Stored records:
☆ ☆ ☆

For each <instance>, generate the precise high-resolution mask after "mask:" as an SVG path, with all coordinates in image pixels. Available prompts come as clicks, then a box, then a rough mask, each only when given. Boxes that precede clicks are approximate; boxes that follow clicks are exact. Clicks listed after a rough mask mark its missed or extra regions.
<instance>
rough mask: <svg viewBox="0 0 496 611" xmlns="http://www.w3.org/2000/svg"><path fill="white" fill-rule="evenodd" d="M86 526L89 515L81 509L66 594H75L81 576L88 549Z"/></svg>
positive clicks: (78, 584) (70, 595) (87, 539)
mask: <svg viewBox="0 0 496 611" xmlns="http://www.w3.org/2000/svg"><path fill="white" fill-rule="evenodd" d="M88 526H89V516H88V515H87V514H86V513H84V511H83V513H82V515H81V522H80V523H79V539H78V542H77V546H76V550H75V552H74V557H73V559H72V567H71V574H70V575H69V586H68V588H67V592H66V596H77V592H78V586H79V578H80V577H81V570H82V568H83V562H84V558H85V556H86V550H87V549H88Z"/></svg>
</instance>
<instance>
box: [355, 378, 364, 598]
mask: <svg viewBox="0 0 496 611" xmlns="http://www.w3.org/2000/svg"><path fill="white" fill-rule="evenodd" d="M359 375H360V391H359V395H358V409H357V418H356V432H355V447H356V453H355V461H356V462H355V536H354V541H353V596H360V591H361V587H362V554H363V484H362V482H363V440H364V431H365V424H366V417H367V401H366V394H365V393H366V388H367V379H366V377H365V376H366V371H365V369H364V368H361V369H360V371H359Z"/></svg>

☆ ☆ ☆

### [YOUR INSTRUCTIONS]
Every line of the data is to be printed again exactly.

### [ANSWER BELOW]
For each <instance>, generate the precise high-resolution mask after "mask:" as an SVG path, with all coordinates in image pixels. Available prompts come as clicks, then a box, then a rough mask, each only when given. Boxes that precede clicks are approximate; boxes that follow clicks are exact. Clicks listed after a rough mask mark its missed or extra regions.
<instance>
rough mask: <svg viewBox="0 0 496 611" xmlns="http://www.w3.org/2000/svg"><path fill="white" fill-rule="evenodd" d="M86 526L89 515L81 509L66 594H75L81 576L88 549Z"/></svg>
positive clicks: (78, 584) (70, 595) (87, 539)
mask: <svg viewBox="0 0 496 611" xmlns="http://www.w3.org/2000/svg"><path fill="white" fill-rule="evenodd" d="M88 526H89V516H88V515H87V514H86V513H84V511H83V513H82V515H81V522H80V523H79V539H78V542H77V546H76V550H75V552H74V557H73V559H72V567H71V574H70V575H69V586H68V588H67V592H66V596H77V592H78V586H79V578H80V577H81V570H82V568H83V562H84V558H85V556H86V550H87V549H88Z"/></svg>
</instance>
<instance>
box: [355, 378, 364, 598]
mask: <svg viewBox="0 0 496 611" xmlns="http://www.w3.org/2000/svg"><path fill="white" fill-rule="evenodd" d="M359 375H360V391H359V395H358V409H357V418H356V432H355V447H356V453H355V461H356V462H355V536H354V541H353V596H360V591H361V587H362V554H363V484H362V482H363V440H364V431H365V424H366V417H367V401H366V394H365V393H366V388H367V379H366V377H365V376H366V371H365V369H364V368H361V369H360V371H359Z"/></svg>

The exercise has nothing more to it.